### Document segment

FLINT WATER CRISIS

State analyst reaches plea deal in Flint water case

Leonard N. Fleming
The Detroit News

Adam Rosenthal, a water quality analyst with the Michigan Department of Environmental Quality, has reached a plea deal with prosecutors in the Flint water crisis case and is expected appear in court as early as Tuesday, The Detroit News has learned.

Sources close to the investigation said Rosenthal is expected before 67th District Court Judge Jennifer Manley to enter a no contest plea to a misdemeanor charge. It wasn’t clear what the misdemeanor charge was.

Adam Rosenthal

Rosenthal was originally charged with misconduct in office, neglect of duty and tampering with evidence, which could have resulted in possible time in prison and a fine if convicted.

Attempts to reach Rosenthal’s attorney James Burdick were unsuccessful. Flood declined to comment to The News.

Rosenthal is the fourth defendant to cut a plea deal with Special Prosecutor Todd Flood and the second state official to reach an agreement. He is the first DEQ official to make a plea deal.

Rosenthal was warned by Flint Water Plant officials they were not ready for operations when the city decided to switch from the Detroit water system to the Flint River in April 2014.

Rosenthal also was warned by the U.S. Environmental Protection Agency that high levels of lead are usually due to particulate lead, an indication of a corrosion problem. A task force appointed by Gov. Rick Snyder said in a March 2016 report that the failure to use corrosion control chemicals in the river water resulted in lead leaching from the city’s old pipelines.

In 2015, Rosenthal allegedly helped manipulate lead testing results and falsely reported they were below the federal action level of 15 parts per billion.

######
### Given records

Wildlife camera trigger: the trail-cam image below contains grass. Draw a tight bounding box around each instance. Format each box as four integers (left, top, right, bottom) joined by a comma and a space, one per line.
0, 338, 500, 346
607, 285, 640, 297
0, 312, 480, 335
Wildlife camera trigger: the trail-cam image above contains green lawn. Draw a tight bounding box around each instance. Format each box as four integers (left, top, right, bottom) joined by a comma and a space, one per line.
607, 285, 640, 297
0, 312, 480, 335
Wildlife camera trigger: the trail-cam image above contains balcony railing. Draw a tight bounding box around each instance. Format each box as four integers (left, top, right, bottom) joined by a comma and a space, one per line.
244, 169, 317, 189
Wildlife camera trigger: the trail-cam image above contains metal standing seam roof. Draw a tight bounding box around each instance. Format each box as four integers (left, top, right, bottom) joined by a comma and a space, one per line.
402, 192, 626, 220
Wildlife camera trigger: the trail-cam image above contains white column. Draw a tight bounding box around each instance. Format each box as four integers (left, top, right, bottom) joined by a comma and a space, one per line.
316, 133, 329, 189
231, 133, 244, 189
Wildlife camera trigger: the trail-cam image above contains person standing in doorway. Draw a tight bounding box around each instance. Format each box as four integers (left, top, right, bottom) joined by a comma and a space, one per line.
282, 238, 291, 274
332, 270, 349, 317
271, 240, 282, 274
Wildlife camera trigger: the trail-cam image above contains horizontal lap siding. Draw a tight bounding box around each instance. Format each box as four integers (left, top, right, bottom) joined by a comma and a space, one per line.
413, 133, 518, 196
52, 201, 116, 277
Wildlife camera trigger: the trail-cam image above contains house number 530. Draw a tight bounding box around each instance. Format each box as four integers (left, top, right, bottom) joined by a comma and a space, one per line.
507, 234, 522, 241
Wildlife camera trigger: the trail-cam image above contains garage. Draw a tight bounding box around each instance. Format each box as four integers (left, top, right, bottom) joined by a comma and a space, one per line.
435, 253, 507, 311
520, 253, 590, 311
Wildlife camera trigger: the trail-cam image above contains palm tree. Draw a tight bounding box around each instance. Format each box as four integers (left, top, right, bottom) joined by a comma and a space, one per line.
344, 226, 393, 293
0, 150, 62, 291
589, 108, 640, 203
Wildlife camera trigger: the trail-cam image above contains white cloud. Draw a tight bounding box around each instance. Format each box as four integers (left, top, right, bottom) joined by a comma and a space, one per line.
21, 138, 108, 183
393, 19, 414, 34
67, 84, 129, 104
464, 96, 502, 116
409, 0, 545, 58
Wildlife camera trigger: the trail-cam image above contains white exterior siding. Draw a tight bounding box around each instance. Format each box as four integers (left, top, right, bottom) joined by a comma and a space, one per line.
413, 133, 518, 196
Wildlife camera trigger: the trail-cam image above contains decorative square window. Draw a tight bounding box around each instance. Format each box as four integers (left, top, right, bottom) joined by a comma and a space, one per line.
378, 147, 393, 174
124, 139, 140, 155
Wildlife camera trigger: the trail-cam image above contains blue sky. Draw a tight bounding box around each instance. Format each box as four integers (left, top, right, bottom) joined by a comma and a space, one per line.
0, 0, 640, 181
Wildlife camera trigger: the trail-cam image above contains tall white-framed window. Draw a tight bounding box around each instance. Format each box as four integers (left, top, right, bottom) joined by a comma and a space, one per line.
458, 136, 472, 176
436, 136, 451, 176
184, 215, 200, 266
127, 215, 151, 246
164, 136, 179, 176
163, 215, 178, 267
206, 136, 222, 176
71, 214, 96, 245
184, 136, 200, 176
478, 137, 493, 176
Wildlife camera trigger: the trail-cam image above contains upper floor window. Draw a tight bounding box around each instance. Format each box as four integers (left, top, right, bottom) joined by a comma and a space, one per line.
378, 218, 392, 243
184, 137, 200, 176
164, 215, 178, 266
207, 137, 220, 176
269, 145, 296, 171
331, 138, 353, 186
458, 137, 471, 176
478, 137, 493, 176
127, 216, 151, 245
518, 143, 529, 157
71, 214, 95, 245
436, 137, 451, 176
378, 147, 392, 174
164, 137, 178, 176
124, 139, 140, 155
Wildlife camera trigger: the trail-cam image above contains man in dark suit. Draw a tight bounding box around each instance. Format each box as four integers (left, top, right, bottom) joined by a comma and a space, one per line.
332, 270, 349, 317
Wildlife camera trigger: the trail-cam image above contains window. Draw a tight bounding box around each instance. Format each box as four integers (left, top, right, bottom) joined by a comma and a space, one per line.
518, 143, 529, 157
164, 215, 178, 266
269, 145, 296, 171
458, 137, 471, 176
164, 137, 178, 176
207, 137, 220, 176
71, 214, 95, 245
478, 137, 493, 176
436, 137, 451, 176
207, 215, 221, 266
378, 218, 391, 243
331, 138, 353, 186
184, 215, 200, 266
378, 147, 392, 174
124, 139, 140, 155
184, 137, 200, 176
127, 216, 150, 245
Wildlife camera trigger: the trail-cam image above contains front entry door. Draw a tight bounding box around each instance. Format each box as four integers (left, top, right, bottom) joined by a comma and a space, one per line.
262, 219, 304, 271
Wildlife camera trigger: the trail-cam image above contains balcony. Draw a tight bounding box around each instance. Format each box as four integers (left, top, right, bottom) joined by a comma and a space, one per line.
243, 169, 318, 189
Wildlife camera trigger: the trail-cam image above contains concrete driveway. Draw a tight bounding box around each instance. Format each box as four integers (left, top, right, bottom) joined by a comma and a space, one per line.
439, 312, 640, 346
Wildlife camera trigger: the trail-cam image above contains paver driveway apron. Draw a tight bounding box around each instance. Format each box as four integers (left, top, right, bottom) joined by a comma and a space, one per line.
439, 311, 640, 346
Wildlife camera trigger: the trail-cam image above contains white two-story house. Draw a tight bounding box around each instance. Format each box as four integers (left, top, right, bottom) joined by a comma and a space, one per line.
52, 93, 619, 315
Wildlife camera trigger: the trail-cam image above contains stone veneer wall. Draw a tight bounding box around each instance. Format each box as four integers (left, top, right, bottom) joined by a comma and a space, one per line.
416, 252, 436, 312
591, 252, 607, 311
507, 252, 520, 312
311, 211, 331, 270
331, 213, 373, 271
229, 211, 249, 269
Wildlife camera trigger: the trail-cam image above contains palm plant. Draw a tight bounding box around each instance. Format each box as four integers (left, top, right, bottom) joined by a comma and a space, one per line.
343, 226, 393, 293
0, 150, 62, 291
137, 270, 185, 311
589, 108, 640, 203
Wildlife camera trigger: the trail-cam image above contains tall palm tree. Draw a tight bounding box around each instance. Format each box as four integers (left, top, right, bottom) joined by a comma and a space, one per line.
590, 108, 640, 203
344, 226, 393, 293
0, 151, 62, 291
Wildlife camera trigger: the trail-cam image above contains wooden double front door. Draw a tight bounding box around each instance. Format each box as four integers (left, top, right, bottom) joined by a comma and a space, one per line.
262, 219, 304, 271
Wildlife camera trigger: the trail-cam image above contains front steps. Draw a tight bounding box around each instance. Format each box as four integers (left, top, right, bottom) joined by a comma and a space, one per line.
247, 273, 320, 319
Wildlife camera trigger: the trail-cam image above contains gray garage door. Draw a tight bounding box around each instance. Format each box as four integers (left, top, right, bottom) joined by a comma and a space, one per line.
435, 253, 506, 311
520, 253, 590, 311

######

* **Requirement**: Copy out the Flint water plea deal article above in full, word for word, leaving out the lines that follow it.

* **The solution**:
FLINT WATER CRISIS

State analyst reaches plea deal in Flint water case

Leonard N. Fleming
The Detroit News

Adam Rosenthal, a water quality analyst with the Michigan Department of Environmental Quality, has reached a plea deal with prosecutors in the Flint water crisis case and is expected appear in court as early as Tuesday, The Detroit News has learned.

Sources close to the investigation said Rosenthal is expected before 67th District Court Judge Jennifer Manley to enter a no contest plea to a misdemeanor charge. It wasn’t clear what the misdemeanor charge was.

Adam Rosenthal

Rosenthal was originally charged with misconduct in office, neglect of duty and tampering with evidence, which could have resulted in possible time in prison and a fine if convicted.

Attempts to reach Rosenthal’s attorney James Burdick were unsuccessful. Flood declined to comment to The News.

Rosenthal is the fourth defendant to cut a plea deal with Special Prosecutor Todd Flood and the second state official to reach an agreement. He is the first DEQ official to make a plea deal.

Rosenthal was warned by Flint Water Plant officials they were not ready for operations when the city decided to switch from the Detroit water system to the Flint River in April 2014.

Rosenthal also was warned by the U.S. Environmental Protection Agency that high levels of lead are usually due to particulate lead, an indication of a corrosion problem. A task force appointed by Gov. Rick Snyder said in a March 2016 report that the failure to use corrosion control chemicals in the river water resulted in lead leaching from the city’s old pipelines.

In 2015, Rosenthal allegedly helped manipulate lead testing results and falsely reported they were below the federal action level of 15 parts per billion.